::: GIVEN TEXT :::

Perhaps Foo Fighters could turn their bad review into T-shirts or pull quotes, like Pearl Jam used to – indeed, like I once did. When Dave Grohl called me “the uncoolest man in Britain”, I shoved the quote on the back of my first book proper, Live Through This.

Second, I have no way of knowing whether or not I’d have given Foo Fighters a bad review if I had been allowed access to Foo Fighters tonight at the Suncorp Stadium in Brisbane on behalf of my commissioning paper The Guardian. (I was stopped by Foo Fighters’ Australian record company Mushroom Records, who jumped to premature conclusions.) I go to shows, expecting to enjoy myself. I find it much the better that way. I am on record as liking the Foo Fighters’ first album (the one Grohl seems embarrassed about now) and kind of liking their second. I had a listen to a Greatest Hits the other day and found it eminently listenable in that mid-American 70s soft rock way I softened to after continual charity store shopping with Kathleen Wilson at Seattle paper The Stranger in 1998.  The vocals also remind me of Teenage Fanclub, who I like. There was also plenty of stuff I did not find very listenable – turgid is the word that comes to mind – but, as I say, I have no way of knowing if I’d have given Foo Fighters a bad review because I haven’t actually seen Foo Fighters play live since 2000 in Melbourne, when I did give them a bad review (for The Age).

Hence the Dave Grohl quote.

Third, I forgot what three was for.

Fourth, The Guardian is actually remarkably circumspect about what it can and can’t print (at least when it comes to personal insults).

There was an infamous live review of Smashing Pumpkins I wrote in ’92 where I never saw the show. The first three paragraphs were gratuitous personal insults aimed at Billy Corgan. The Melody Maker Smashing Pumpkins cover got pulled the same day the review appeared, and their record company pulled all advertising from our publication for the remainder of the year, resulting in a loss running into at least six figures. My editor, when asked about the loss of ads, just shrugged his shoulders and said, “That’s Everett”. I always contended that if I’d been editing that review I would have pulled the first three paragraphs at least, but I wasn’t editing that review and I do not like to self-censor. Anyway, The Guardian would never have let that review through. A recent blog centred around drippy faux indie-gospel brother-sister Brisbane band Sheppard was sent back to me three times before it was allowed through.

::: SUPPLIED ENTRIES :::

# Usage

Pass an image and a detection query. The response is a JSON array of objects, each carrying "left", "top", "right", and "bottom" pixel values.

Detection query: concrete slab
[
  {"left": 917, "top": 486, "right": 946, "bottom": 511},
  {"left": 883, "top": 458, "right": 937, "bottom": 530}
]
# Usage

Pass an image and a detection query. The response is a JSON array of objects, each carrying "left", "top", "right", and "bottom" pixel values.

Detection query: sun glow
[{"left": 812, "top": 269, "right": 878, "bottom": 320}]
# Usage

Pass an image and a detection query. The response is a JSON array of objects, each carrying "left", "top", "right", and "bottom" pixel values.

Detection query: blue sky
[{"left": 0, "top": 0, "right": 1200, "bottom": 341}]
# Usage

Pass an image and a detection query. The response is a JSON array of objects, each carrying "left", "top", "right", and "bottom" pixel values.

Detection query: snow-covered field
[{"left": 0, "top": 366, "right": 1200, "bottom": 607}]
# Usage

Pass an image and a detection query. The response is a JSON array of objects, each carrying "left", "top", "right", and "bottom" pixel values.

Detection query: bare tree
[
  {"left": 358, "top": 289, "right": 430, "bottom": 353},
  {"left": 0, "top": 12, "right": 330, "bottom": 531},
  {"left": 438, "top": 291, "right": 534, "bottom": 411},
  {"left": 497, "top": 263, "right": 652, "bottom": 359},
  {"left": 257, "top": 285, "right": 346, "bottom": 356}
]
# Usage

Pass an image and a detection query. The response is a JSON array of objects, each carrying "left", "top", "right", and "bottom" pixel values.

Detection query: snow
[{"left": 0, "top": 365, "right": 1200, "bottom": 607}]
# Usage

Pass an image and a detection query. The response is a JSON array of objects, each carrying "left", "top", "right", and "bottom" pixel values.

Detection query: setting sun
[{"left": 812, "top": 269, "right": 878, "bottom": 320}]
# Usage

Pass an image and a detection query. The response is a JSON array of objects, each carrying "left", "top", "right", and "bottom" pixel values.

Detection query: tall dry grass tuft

:::

**WHAT NEEDS TO BE DONE**
Carry on the critic's piece about being kept out of the Foo Fighters show in Brisbane, starting right after its last sentence.

**RIGHT ANSWER**
And fair enough, too.

Fifth, what a golden opportunity wasted! It would have been so fun. It would have majorly increased the dialogue around the band – and it’s extremely unlikely it would have been to their detriment (see point one above). I write for Australian website The Vine sometimes: a vastly more popular site than Collapse Board, but even so, the number of people who read the majority of my more popular pieces written for them wouldn’t even a quarter-fill the Suncorp Stadium, let alone the remainder of the Foo Fighters’ Australian tour. Let’s get a little perspective here. I remember Grohl as being a fun, down-to-earth guy who would never have let something like this bother him.

Maybe I remember wrong?

Of course, it was probably a judgment call on behalf of an over-sensitive record company. Maybe they were responding to a recent blog on Collapse Board – read by… ooh, hundreds of people – called When nice people make horrible music | the collected Facebook Foo Fighters vitriol. I ran it after being taken aback by the level of antipathy they inspired among my Facebook ‘friends’.  Fair enough if so, but… just wait one second. I didn’t actually write any of it.

Or perhaps it’s my history with the band? So I ran a Google on “Foo Fighters” AND “Everett True”.

Here are the top 10 results.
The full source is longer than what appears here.